- WORK ORDER: All of the data needs to come back exactly as written.

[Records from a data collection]
* * * * * * *

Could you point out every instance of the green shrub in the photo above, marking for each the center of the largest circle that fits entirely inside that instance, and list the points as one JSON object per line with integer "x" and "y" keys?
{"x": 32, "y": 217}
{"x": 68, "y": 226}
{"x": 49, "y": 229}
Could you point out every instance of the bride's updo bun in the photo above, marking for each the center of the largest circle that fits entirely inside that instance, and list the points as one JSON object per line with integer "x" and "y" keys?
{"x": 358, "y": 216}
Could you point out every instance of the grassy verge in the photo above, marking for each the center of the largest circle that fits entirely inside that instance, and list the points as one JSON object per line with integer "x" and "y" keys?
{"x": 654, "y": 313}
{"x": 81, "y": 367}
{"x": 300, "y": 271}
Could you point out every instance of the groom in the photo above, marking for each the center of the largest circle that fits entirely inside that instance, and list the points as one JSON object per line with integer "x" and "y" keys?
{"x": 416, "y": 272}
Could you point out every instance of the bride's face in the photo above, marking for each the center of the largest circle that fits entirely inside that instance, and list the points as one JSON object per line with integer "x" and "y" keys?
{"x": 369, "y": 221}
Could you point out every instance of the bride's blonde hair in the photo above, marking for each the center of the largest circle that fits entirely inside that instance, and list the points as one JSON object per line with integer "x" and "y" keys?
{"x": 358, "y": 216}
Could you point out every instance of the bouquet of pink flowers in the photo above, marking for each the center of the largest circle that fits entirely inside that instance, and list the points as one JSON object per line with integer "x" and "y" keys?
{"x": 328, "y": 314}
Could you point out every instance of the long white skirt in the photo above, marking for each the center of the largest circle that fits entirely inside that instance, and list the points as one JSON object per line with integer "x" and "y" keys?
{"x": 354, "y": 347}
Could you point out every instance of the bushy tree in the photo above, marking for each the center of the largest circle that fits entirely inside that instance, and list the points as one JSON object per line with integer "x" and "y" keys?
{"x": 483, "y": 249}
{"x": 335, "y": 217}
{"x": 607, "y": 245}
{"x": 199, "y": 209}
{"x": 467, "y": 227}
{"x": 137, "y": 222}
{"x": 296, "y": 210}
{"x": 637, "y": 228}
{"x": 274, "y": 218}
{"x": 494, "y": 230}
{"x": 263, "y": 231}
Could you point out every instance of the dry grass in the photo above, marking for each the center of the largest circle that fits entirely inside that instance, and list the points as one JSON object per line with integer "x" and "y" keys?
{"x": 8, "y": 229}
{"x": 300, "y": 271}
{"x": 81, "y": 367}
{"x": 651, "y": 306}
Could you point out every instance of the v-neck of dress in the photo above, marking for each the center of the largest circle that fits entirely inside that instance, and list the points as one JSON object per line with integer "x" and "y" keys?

* * * * * * *

- SOLUTION FOR THIS TASK:
Could you point out every instance of the green shrub in the photo above, marking for each the center of the largest circle that fits entirely inside that instance, and list the points as one JSON object per line with integer "x" and "y" keys?
{"x": 32, "y": 217}
{"x": 68, "y": 226}
{"x": 49, "y": 229}
Could you point out every instance of the bride's updo bun in the photo above, marking for each the center of the largest circle that fits entirely inside that instance, and list the points as one JSON object per line with integer "x" and "y" keys?
{"x": 358, "y": 216}
Could you point out every instance of the grassy verge in the photo above, marking for each the center of the largest circle that fits entirely inside that instance, and list the points as one JSON object per line with integer "x" and "y" keys?
{"x": 654, "y": 313}
{"x": 81, "y": 367}
{"x": 300, "y": 271}
Could you point out every instance of the groom in the photo above, marking for each the center of the largest circle that fits entirely inside that instance, and list the points as one JSON object per line with integer "x" and "y" keys?
{"x": 416, "y": 272}
Could you point out every instance of the bride's face in the photo above, marking for each the center of the largest circle that fits entirely inside that instance, and list the points as one JSON object per line with integer "x" and "y" keys?
{"x": 369, "y": 221}
Could you point out every instance of the bride's blonde hair in the photo above, marking for each the center of the largest circle that fits entirely inside that instance, and list the points as one JSON object per line with integer "x" and "y" keys?
{"x": 358, "y": 216}
Could you point out every instance of the bouquet of pink flowers in the photo above, marking for each the center of the largest circle that fits entirely inside that instance, and list the points as one JSON object per line with integer "x" and "y" keys?
{"x": 328, "y": 314}
Could you point out every instance of the long white skirt in the photo above, marking for each the center of the largest circle that fits entirely inside that instance, and list the points as one JSON object per line with integer "x" and "y" keys?
{"x": 354, "y": 347}
Could you point out every instance of the bushy tree in the photo above, marking for each the center of the largest circle that fits entirely inside that instance, and list the points as one JSON object per line with integer "x" and "y" keys?
{"x": 483, "y": 249}
{"x": 335, "y": 217}
{"x": 607, "y": 245}
{"x": 199, "y": 209}
{"x": 467, "y": 227}
{"x": 137, "y": 222}
{"x": 296, "y": 210}
{"x": 637, "y": 228}
{"x": 274, "y": 218}
{"x": 494, "y": 230}
{"x": 263, "y": 231}
Could you point out every instance of the dry grass in the photo above, marking for each the center of the largest circle that fits entirely inside that instance, and list the points as one JSON object per line with integer "x" and "y" keys?
{"x": 8, "y": 229}
{"x": 300, "y": 271}
{"x": 81, "y": 367}
{"x": 651, "y": 306}
Could you point out every instance of the v-neck of dress in the photo above, marking for each the center of the largest circle that fits entirely inside that instance, and list the points as one JSON object per line with integer "x" and "y" keys?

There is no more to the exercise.